◆ WHAT IS EXPECTED
Please render the entries below as a two-column CSV with the columns text and answer, one row per entry, including only the lines from the one containing "branch above? Mark it with a dot." through the end of the entries, inclusive. Wrap each field in quotation marks and replace any line breaks within a field with spaces.

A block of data
◇ ◇ ◇ ◇ ◇ ◇ ◇

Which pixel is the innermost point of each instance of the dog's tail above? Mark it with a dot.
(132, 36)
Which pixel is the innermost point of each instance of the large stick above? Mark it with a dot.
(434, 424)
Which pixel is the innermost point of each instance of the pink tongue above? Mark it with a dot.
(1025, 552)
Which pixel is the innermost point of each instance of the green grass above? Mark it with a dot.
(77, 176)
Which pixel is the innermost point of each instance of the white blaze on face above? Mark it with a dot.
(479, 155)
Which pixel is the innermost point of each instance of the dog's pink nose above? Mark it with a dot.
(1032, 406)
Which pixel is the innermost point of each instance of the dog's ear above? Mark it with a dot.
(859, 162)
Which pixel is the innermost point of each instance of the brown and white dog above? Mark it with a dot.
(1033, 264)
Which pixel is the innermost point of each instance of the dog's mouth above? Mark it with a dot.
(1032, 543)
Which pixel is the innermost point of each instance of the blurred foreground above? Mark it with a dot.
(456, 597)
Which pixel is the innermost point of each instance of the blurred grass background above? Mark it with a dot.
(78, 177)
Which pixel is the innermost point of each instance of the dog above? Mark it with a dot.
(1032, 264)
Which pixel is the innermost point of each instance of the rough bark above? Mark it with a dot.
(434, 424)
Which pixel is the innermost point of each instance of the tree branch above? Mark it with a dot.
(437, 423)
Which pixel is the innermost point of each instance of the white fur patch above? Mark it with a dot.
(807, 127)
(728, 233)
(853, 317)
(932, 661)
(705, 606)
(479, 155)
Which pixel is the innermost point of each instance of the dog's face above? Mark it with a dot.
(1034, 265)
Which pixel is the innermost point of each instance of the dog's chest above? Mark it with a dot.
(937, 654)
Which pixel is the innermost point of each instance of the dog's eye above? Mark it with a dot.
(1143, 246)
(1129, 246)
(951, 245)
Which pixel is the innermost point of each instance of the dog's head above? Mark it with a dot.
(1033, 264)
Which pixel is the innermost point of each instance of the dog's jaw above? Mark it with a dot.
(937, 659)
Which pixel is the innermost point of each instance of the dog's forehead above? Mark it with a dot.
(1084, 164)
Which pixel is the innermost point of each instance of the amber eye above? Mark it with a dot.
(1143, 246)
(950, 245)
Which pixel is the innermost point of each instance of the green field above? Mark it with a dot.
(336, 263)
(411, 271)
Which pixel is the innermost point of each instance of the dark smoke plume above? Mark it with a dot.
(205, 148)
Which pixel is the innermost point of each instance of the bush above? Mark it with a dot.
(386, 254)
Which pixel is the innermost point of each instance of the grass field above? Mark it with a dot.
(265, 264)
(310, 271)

◇ ◇ ◇ ◇ ◇ ◇ ◇

◆ RESPONSE TO THIS EXERCISE
text,answer
"Which pixel is the innermost point of each instance of the tree branch above? Mark it with a dot.","(437, 423)"
"Which pixel is the innermost point of each instance of the white fur patch above? Mark it with a dot.","(807, 127) (728, 233) (853, 317) (932, 661) (705, 606) (479, 155)"
"Which pixel is the innermost point of each instance of the dog's face above? Mark it with a dot.","(1034, 265)"
"Which pixel is the innermost point of each instance of the dog's chest above? Mark it with a dot.","(937, 654)"
"Which pixel is the innermost point of each instance of the dog's eye above? Mark it with a dot.","(1143, 246) (1129, 246) (951, 245)"
"Which pixel is the innermost point of each instance of the dog's head above? Mark it with a dot.","(1033, 264)"
"Which pixel is the innermost point of each instance of the dog's jaw above? Mark it with a dot.","(937, 659)"
"Which pixel is the innermost point of each instance of the dog's forehead above? Mark it with a dot.","(1084, 164)"
"Which pixel is the innermost point of each instance of the amber eye above? Mark it with a dot.","(1143, 246) (950, 245)"
"Which pixel is the innermost point of each instance of the green field above? Mark it with a dot.","(336, 263) (411, 271)"
"Which pixel is the innermost point of each instance of the dark smoke plume above? Mark it with a dot.","(205, 148)"
"Which pixel is the innermost point of each instance of the bush above? Mark it with a dot.","(386, 254)"
"Which pixel is the innermost point of each instance of the grass field above? Mark it with a dot.","(265, 264) (310, 271)"